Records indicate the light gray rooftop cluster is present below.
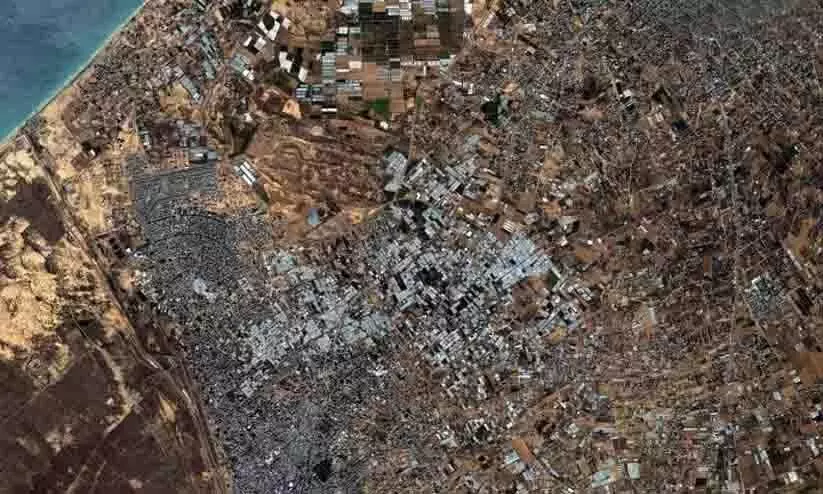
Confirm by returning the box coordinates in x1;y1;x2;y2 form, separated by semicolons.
131;147;596;493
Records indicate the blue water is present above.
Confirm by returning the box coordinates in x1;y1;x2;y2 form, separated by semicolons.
0;0;144;140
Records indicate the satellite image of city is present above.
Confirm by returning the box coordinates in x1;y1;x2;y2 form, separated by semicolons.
3;0;823;492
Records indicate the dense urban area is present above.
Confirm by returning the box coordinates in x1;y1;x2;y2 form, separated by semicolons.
4;0;823;492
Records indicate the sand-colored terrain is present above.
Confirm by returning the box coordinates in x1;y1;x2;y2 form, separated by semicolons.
39;84;85;182
1;124;228;494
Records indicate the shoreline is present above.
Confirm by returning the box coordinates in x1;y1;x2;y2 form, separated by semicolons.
0;0;148;147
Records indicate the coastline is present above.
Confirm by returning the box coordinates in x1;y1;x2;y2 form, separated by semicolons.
0;0;147;147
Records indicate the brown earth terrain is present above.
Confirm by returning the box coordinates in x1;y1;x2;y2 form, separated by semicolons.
0;139;229;493
243;117;395;240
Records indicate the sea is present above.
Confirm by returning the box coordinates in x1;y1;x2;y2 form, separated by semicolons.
0;0;144;141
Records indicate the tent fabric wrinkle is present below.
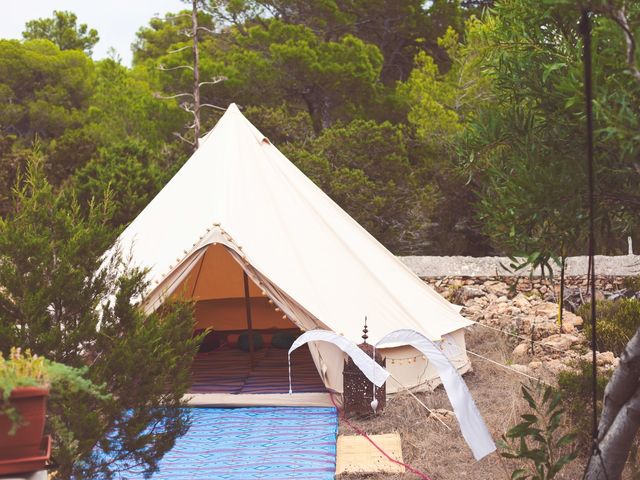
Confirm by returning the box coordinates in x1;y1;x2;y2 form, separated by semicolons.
+++
**INSTRUCTIONS FOR THE TASK**
Beginning with the line that holds "Records indicate the tent", write out exactly the lines down to the end of the material above, and no others. Pictures are not part of the copy.

**OUTPUT**
Records indicate the tent fabric wrinkle is present below.
Confirm by returning the box coordinates in x1;y1;x2;y2 form, separated by semicolons.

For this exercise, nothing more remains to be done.